## Your goal
Can you render every line of the entries below as a JSON list of strings, one string per line, with blank lines left out?
* Begin Working data *
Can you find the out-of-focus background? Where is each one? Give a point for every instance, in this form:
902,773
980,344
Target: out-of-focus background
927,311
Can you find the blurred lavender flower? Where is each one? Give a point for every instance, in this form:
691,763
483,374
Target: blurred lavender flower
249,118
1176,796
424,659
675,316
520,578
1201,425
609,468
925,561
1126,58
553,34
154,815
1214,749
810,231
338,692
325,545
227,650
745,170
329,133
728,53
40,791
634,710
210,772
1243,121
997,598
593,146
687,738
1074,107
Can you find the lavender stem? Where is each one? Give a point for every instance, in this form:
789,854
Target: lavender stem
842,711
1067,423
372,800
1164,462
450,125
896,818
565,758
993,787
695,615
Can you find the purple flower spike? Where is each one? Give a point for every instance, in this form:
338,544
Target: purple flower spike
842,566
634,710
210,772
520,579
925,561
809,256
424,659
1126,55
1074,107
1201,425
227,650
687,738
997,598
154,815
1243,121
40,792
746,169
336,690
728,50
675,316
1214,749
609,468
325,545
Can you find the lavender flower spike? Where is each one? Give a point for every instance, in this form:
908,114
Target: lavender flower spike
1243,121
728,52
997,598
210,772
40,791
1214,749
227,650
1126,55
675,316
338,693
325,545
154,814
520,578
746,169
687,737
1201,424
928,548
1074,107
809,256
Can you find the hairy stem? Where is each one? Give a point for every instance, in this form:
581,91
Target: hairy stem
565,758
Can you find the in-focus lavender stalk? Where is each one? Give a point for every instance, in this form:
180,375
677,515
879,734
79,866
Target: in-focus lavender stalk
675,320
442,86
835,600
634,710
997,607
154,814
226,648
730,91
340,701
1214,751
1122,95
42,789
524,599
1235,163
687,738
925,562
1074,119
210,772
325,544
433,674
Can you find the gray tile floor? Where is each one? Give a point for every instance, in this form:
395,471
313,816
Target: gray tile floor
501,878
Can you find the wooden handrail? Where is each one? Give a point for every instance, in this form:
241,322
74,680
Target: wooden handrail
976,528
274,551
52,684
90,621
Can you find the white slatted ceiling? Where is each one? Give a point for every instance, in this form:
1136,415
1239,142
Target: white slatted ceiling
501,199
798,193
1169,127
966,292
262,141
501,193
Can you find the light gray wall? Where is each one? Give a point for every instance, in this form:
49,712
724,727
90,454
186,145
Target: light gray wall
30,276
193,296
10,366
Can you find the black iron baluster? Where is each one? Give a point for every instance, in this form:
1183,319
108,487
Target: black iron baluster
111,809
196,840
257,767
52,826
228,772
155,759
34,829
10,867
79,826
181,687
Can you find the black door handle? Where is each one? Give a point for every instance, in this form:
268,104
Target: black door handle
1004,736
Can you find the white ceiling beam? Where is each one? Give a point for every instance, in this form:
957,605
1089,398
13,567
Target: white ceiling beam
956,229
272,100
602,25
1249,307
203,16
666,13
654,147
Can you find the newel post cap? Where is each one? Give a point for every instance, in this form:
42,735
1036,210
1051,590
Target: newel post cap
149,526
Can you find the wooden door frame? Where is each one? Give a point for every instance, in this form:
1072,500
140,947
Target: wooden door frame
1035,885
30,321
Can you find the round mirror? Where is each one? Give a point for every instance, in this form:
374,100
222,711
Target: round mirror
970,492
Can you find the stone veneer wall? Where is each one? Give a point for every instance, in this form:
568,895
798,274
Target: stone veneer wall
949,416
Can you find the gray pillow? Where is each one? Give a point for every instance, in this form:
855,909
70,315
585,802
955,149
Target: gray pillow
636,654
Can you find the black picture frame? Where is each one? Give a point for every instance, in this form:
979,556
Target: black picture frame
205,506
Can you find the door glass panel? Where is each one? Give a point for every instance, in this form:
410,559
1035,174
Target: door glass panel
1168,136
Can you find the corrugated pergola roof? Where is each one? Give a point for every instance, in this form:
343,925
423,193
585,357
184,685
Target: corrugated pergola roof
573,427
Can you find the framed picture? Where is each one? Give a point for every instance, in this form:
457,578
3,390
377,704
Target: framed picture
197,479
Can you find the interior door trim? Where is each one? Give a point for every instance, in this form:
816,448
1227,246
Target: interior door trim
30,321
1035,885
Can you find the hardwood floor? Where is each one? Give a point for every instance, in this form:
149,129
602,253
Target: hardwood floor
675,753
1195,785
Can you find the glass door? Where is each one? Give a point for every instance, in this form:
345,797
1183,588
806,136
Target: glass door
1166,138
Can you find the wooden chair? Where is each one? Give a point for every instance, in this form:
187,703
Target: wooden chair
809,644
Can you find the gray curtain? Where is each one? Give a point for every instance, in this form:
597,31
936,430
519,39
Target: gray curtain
* End Working data *
## Task result
[
  "Can you find the out-of-focus background? Where is each one? Give a point for every instance, in this form:",
  "902,773",
  "980,344",
  "Target: out-of-focus background",
  "927,311",
  "Can you find the blurred lavender flower? Where is each one? Give a point for every instance, in this form:",
  "691,763",
  "483,374",
  "Target: blurred lavender flower",
  "249,118",
  "1176,796",
  "424,659",
  "675,316",
  "520,578",
  "1201,425",
  "609,468",
  "925,561",
  "1126,58",
  "553,34",
  "154,815",
  "1214,749",
  "810,231",
  "338,692",
  "325,545",
  "227,650",
  "745,170",
  "329,133",
  "728,53",
  "40,791",
  "634,710",
  "210,772",
  "1243,121",
  "997,598",
  "593,146",
  "687,738",
  "1074,107",
  "Can you find the lavender stem? Where is each one? Give a point for every instance, in this form:",
  "789,854",
  "Target: lavender stem",
  "842,711",
  "1067,423",
  "372,800",
  "1164,462",
  "450,125",
  "896,818",
  "565,758",
  "993,787",
  "695,615",
  "Can you find the purple flower spike? Where is each one? Give a point for every instance, in this form:",
  "338,544",
  "Target: purple flower spike",
  "842,566",
  "634,710",
  "210,772",
  "520,579",
  "925,561",
  "809,256",
  "424,659",
  "1126,55",
  "1074,107",
  "1201,425",
  "227,650",
  "687,738",
  "997,598",
  "154,815",
  "1243,121",
  "40,792",
  "746,169",
  "336,690",
  "728,50",
  "675,316",
  "1214,749",
  "609,468",
  "325,545",
  "Can you find the lavender flower spike? Where is each one? Give a point for every instance, in this form:",
  "908,114",
  "Target: lavender flower spike",
  "1243,121",
  "728,52",
  "997,598",
  "210,772",
  "40,791",
  "1214,749",
  "227,650",
  "1126,55",
  "675,316",
  "338,693",
  "325,545",
  "154,814",
  "520,578",
  "746,169",
  "687,737",
  "1201,424",
  "928,548",
  "1074,107",
  "809,256",
  "Can you find the hairy stem? Where is each one? Give a point for every instance, in this form:",
  "581,91",
  "Target: hairy stem",
  "565,758",
  "Can you find the in-focus lavender stalk? Where is each one? Give a point for every instance, in this form:",
  "180,375",
  "677,515",
  "879,734",
  "79,866",
  "Target: in-focus lavender stalk",
  "675,320",
  "442,86",
  "835,600",
  "634,710",
  "997,607",
  "154,814",
  "226,648",
  "730,91",
  "340,701",
  "1214,751",
  "1122,95",
  "42,789",
  "524,599",
  "1235,163",
  "687,738",
  "925,562",
  "1074,119",
  "210,772",
  "325,544",
  "433,674",
  "Can you find the gray tile floor? Where is each one? Give a point for every instance, in this form:",
  "395,471",
  "313,816",
  "Target: gray tile floor",
  "501,878",
  "Can you find the wooden handrail? Where is each one? Give a point for every instance, in this form:",
  "241,322",
  "74,680",
  "Target: wooden handrail",
  "976,528",
  "274,551",
  "52,684",
  "90,621",
  "Can you find the white slatted ceiling? Where is each one? Give a point for every instance, in this form:",
  "1136,415",
  "1239,142",
  "Target: white slatted ceiling",
  "501,199",
  "798,193",
  "1169,127",
  "966,292",
  "262,141",
  "501,193",
  "Can you find the light gray wall? Where is each one? Give a point for every instance, in this form:",
  "49,712",
  "724,727",
  "90,454",
  "186,145",
  "Target: light gray wall",
  "30,276",
  "193,296",
  "10,366",
  "Can you find the black iron baluster? Where is each one? Give a point for every instance, in this form:",
  "1183,319",
  "108,487",
  "Target: black iron baluster",
  "111,809",
  "196,840",
  "257,767",
  "52,826",
  "228,772",
  "155,759",
  "34,829",
  "10,867",
  "79,826",
  "181,687",
  "Can you find the black door handle? Where is each one? Give a point for every instance, in this form:",
  "268,104",
  "Target: black door handle",
  "1004,736",
  "Can you find the white ceiling beam? Where is each one? Give a point for every instance, in this form:",
  "957,605",
  "1089,398",
  "13,567",
  "Target: white ceiling beam",
  "956,229",
  "272,100",
  "602,25",
  "1249,307",
  "203,16",
  "666,13",
  "654,147",
  "Can you find the newel post cap? Where is each one? Give a point for every instance, in this form:",
  "42,735",
  "1036,210",
  "1051,590",
  "Target: newel post cap",
  "149,526",
  "Can you find the wooden door frame? Where is each one? Give a point for every instance, in this form:",
  "1072,500",
  "140,947",
  "Target: wooden door frame",
  "1035,885",
  "30,321",
  "Can you find the round mirror? Where is each one? Give a point for every instance, in this form:",
  "374,100",
  "222,711",
  "Target: round mirror",
  "970,492",
  "Can you find the stone veneer wall? Where is each one? Give a point for every instance, in this form:",
  "568,895",
  "798,274",
  "Target: stone veneer wall",
  "949,416",
  "Can you find the gray pillow? Where is each one? Give a point for every instance, in this form:",
  "855,909",
  "70,315",
  "585,802",
  "955,149",
  "Target: gray pillow",
  "636,654",
  "Can you find the black picture frame? Where is each one? Give a point for every instance, in this form:",
  "979,556",
  "Target: black picture frame",
  "205,506",
  "Can you find the door glass panel? Where is each one? Give a point for every instance, in this form:",
  "410,559",
  "1035,174",
  "Target: door glass panel",
  "1168,136",
  "Can you find the corrugated pergola roof? Where is each one? Give a point for every instance, in this form:",
  "343,925",
  "423,193",
  "585,357",
  "184,685",
  "Target: corrugated pergola roof",
  "573,427",
  "Can you find the framed picture? Where is each one? Give a point for every instance, in this form:",
  "457,578",
  "3,390",
  "377,704",
  "Target: framed picture",
  "197,479",
  "Can you find the interior door trim? Where is each one? Give a point for every instance, in this form:",
  "816,448",
  "1227,246",
  "Target: interior door trim",
  "30,321",
  "1035,885",
  "Can you find the hardwood floor? Where is each one? Give a point for every instance, in this form:",
  "149,129",
  "602,253",
  "Target: hardwood floor",
  "675,753",
  "1195,785",
  "Can you find the glass door? Where is each one? Give a point for every instance, in this form:",
  "345,797",
  "1183,588",
  "806,136",
  "Target: glass door",
  "1166,138",
  "Can you find the wooden chair? Where is each one? Give a point for every instance, in this form:",
  "187,703",
  "Target: wooden chair",
  "809,644",
  "Can you find the gray curtain? Where is each one? Give a point for every instance, in this form:",
  "597,31",
  "936,430",
  "519,39",
  "Target: gray curtain"
]